> _Work to do_: Can you scale the listing from the line with "GET /v1/detect?q=submerged wooden stump" through the end of the listing, reproducing only those lines, requests included, with every bounding-box coordinate in the answers multiplied by 1.2 and rounded to whole numbers, halves up? Leave the numbers in the requests and their format samples unchanged.

# # # # #

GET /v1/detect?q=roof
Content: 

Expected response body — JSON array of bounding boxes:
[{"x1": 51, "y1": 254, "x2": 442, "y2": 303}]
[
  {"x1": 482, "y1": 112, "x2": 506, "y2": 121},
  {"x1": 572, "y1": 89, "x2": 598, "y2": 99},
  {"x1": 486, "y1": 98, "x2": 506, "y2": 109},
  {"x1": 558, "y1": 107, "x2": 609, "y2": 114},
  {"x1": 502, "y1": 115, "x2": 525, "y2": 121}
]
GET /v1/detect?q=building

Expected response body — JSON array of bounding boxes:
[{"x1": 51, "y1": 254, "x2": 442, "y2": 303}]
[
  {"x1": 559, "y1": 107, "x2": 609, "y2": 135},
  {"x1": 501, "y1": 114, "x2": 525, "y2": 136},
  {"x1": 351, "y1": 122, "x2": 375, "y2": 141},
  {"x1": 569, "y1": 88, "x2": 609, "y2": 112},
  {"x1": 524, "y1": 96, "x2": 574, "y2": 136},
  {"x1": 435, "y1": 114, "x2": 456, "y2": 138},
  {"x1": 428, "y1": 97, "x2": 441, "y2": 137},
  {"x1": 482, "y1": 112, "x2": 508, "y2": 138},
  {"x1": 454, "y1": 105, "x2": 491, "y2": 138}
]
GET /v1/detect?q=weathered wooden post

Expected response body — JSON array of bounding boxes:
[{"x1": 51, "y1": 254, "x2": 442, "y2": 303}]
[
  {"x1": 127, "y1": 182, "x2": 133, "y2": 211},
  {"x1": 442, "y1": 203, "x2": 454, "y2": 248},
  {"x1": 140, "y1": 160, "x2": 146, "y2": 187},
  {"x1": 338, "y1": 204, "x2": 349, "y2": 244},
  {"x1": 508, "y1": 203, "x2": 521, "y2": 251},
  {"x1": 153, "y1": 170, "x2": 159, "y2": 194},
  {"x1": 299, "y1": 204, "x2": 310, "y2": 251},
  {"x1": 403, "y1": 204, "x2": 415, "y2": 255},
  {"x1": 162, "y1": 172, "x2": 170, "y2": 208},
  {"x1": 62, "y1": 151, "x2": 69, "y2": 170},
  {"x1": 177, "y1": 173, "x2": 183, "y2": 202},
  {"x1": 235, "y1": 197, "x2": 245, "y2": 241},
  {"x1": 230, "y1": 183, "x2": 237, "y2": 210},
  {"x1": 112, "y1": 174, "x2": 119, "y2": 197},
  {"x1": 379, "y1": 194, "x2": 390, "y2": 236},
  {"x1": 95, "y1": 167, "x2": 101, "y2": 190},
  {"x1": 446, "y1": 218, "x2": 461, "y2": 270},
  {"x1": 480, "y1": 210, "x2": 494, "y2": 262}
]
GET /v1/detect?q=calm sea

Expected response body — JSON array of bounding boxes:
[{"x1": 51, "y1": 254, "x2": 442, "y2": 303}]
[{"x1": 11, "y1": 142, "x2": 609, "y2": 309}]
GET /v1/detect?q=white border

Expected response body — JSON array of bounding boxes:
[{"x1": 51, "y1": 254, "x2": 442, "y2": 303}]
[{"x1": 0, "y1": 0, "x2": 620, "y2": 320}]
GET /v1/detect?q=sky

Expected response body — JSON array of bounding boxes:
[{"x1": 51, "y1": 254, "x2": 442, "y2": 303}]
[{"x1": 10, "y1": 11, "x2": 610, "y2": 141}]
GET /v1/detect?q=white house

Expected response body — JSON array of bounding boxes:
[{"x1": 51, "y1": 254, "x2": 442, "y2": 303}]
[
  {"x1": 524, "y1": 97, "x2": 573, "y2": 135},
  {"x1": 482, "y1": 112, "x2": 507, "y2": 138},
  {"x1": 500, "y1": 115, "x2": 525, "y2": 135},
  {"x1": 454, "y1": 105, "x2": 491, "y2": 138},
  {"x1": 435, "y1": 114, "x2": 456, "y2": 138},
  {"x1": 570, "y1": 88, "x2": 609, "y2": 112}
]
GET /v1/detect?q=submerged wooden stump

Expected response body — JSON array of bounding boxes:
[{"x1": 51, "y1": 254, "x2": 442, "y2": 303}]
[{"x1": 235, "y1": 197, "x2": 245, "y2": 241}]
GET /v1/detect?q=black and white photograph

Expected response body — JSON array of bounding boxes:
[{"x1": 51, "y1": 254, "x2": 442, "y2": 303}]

# # # # #

> _Solved exercise_:
GET /v1/detect?q=submerged wooden stump

Expected response body — JSON array of bounding boxes:
[{"x1": 51, "y1": 254, "x2": 442, "y2": 303}]
[{"x1": 282, "y1": 236, "x2": 294, "y2": 289}]
GET /v1/detect?q=black and white photograph

Expected response body — JSON array of bounding boxes:
[{"x1": 51, "y1": 254, "x2": 442, "y2": 303}]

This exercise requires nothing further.